Homelab Kubernetes: Inception

06.15.2024 — 13 min read

Although Kubernetes has been around since all the way back in 2014, it took a few years of development before it entered the zeitgeist. I became aware of it many years later, and accepted my first job opportunity using Kubernetes in 2020. Like most people, my first expose to it was as a managed service via a cloud provider.

I think technology professionals can all agree that cloud providers are amazing platforms, enabling us to build and scale applications with a fraction of the effort that used to be required. I have used every major cloud provider, as well as some more niche ones like Digital Ocean. For all the benefit that cloud providers bring to the table, they have one serious drawback: cost.

Everyone can relate to the horrifying realization that you left a Virtual Machine running all month and have to pay a hefty bill for infrastructure that was barely used. I have done this at least a half dozen times or more. Yes, cost alerts are a thing now and those are tremendously helpful for trying to avoid these situations. But the better option for testing is deploying your software on inexpensive hardware that you purchased outright. Then your only recurring cost is the cost of electricity. No more waking up frantically the next morning because you forgot to shutdown your VM with 4 Tesla GPUS (true story).

In the early days of the cloud, self hosting applications on your own infrastructure was always possible but not ideal because you could duplicate the ease of development afforded to you when using a public cloud provider. Kubernetes is a paradigm shift. Because of its mature and robust API design, deploying your app on AWS Elastic Kubernetes Service (EKS), Azure Kubernetes Service (AKS) or Google Kubernetes Engine (GKE) is a very comparable experience. The main exception to that rule is setting up networking for routing traffic to your cluster. Each provider has its own special annotations and considerations when exposing your applications to the world. But 90 percent of your YAML templates will look the same.

This will be the first in a multipart series where we will be setting up the necessary infrastructure and CI/CD workflows to deploy a web application on Kubernetes and expose it to the world securely. The web application we will be deploying is called Conduit (RealWorld), which is fullstack clone of Medium.com. What I love about this project is that there are numerous different implementations with a mix of different frontend and backend technologies. As long as your frontend and backend are API compatible, you can mix and match these components. They have a public repository where you browse the different implementations and filter based on the language and/or framework: RealWorld registry.

Later parts in the series will include sample repositories and detailed walkthroughs if you wish to follow along. I decided against making the first part a walkthrough, mainly because I want to encourage the reader to conduct their own research into the available tools and come up with a solution that works best for their needs.

Prerequisites

This blog series assumes you already have some familiarity with basic Kubernetes usage and have the necessary tools installed on your computer, mainly kubectl.
——————
_TASK REQUIREMENTS_
(a) Which web application does the homelab Kubernetes post say the series will deploy?
(b) Carry the homelab Kubernetes post forward from its last sentence.

_STORED DATA_
——————
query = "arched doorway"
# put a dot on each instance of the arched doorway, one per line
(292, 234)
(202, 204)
——————
_ANSWER LIST_
(a) Conduit (RealWorld), a fullstack clone of Medium.com.

(b)
If you have no prior background with Kubernetes, there is a plethora of great learning materials to be found. I will provide a short, non-comprehensive list of different learning sources below.

Format	Title	Publisher	Price
Web Tutorial	Learn Kubernetes Basics	Kubernetes Documentation	Free
Self Paced Course	Introduction to Kubernetes	Linux Foundation	Free
Video	Kubernetes Tutorial for Beginners	TechWorld with Nana	Free

In my opinion, video courses are a great place to start to start getting familiar with the lingo but they should not be your only source of learning. The knowledge will stick much faster when you are following along and running different commands yourself.

Quick and dirty route

A quick sidebar before we proceed further. If your goal in having a homelab cluster is simply to learn deploying applications and get exposure do it, there are some really great tools for deploying a cluster on your laptop or desktop computer.

Minikube is the obvious choice for these type of scenarios. They support both VM and container based node deployments, which gives this tool the best flexibility. There are binaries for Linux, MacOS and Windows. For node deployment, it supports the following platforms: Docker, QEMU, Hyperkit, Hyper-V, KVM, Parallels, Podman, VirtualBox, or VMware Fusion/Workstation. I have used minikube on many occasions and it is a great tool for prototyping.

Kind (Kubernetes in Docker) is a newer tool but the concept is the same. This tool leverages an architecture called "Docker in Docker", which is exactly what it sounds like. Virtualization and Kubernetes are not the best of friends when it comes to performance. But again, this is not meant for production workloads it is designed as a testing framework.

But that is not what I have in mind for my cluster. I want dedicated hardware separate from my primary workstation so I can deploy applications I use in my day to day life. And because playing with hardware is fun!

Hardware

The inspiration I had for initially building my homelab cluster was this great video series by Patrick Kennedy over at ServeTheHome. Before laptops became ubiquitous in most organizations, there was a time when "mini PCs" became a popular choice for employee workstations. These machines have some obvious advantages over traditional full or even mid tower desktops. For one, their smaller size enables things like mounting them behind a monitor via VESA mounting brackets. The smaller size also means they take up less inventory space. Also, probably most importantly, they will generally have much lower power requirements than a full tower PC.

But almost no organizations issue PCs of any kind to employees and laptops rein supreme. This is great for homelab enthusiasts because it means there is a huge supply of these computers sitting around collecting dust. And some amazing deals to be had, considering their capabilities.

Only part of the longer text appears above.